Le « droit à l'oubli » demandé pour Internet n'est-il pas un premier rempart ?

C'est pour protéger les libertés individuelles que la Commission nationale informatique et libertés, la Cnil, a affirmé le principe de mise en ligne de données nominatives exclusivement de plus 100 ans. Mais la loi du 15 juillet 2008 plaçant à 50 ans le délai de libre communicabilité des données pouvant porter atteinte à la vie privée et à 75 ans pour les données d'état-civil, a changé la donne. De son côté, la Cada, la Commission d'accès aux documents administratifs, sans s'opposer au principe général du droit d'accès aux données, a rappelé qu'une interdiction de réutilisation des documents peut être légalement fondée si elle est justifiée par des motifs d'intérêt général suffisants.

De quels moyens de défense disposez-vous ?

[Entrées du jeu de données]
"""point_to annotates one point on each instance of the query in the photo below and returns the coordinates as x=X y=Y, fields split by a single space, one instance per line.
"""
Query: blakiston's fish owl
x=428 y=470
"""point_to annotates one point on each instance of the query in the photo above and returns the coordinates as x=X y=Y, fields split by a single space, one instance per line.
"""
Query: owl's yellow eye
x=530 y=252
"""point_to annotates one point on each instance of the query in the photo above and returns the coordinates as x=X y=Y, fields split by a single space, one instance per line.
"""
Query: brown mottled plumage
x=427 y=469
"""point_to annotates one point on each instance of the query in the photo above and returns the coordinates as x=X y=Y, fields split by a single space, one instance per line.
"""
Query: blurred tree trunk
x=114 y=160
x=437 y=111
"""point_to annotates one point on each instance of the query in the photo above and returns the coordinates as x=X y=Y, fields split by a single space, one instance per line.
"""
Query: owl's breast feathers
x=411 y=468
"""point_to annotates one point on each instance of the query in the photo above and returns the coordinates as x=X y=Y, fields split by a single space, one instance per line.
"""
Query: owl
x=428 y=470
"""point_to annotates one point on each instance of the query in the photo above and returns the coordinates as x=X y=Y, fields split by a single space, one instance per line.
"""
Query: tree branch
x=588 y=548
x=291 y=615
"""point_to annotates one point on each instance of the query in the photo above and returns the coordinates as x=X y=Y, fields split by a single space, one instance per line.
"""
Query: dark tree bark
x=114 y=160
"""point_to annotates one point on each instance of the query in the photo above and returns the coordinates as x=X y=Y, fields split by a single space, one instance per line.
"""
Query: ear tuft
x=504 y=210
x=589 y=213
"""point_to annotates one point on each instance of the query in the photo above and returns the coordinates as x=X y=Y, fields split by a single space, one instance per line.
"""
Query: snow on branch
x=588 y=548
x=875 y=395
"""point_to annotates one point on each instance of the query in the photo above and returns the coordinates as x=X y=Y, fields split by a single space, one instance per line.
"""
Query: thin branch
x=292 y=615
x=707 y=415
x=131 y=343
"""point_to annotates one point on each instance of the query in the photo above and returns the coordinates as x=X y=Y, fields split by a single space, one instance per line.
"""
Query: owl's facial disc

» Tâches:
#1 Répondez à ces questions sur la page consacrée au droit à l'oubli :
(a) Quel droit la question d'ouverture évoque-t-elle pour Internet ?
(b) Quel délai la loi du 15 juillet 2008 fixe-t-elle pour les données d'état-civil ?
(c) Selon la Cada, à quelle condition une interdiction de réutilisation des documents peut-elle être légalement fondée ?
#2 Renvoyez, sans la moindre modification, la partie de la page qui s'ouvre sur les mots contenant « C'est pour protéger » et se ferme sur « défense disposez-vous ? ».
Les données n'ont aucune utilité ici.

» Réponses complètes:
#1
(a) Le « droit à l'oubli ».
(b) 75 ans.
(c) Elle doit être justifiée par des motifs d'intérêt général suffisants.

#2
C'est pour protéger les libertés individuelles que la Commission nationale informatique et libertés, la Cnil, a affirmé le principe de mise en ligne de données nominatives exclusivement de plus 100 ans. Mais la loi du 15 juillet 2008 plaçant à 50 ans le délai de libre communicabilité des données pouvant porter atteinte à la vie privée et à 75 ans pour les données d'état-civil, a changé la donne. De son côté, la Cada, la Commission d'accès aux documents administratifs, sans s'opposer au principe général du droit d'accès aux données, a rappelé qu'une interdiction de réutilisation des documents peut être légalement fondée si elle est justifiée par des motifs d'intérêt général suffisants.

De quels moyens de défense disposez-vous ?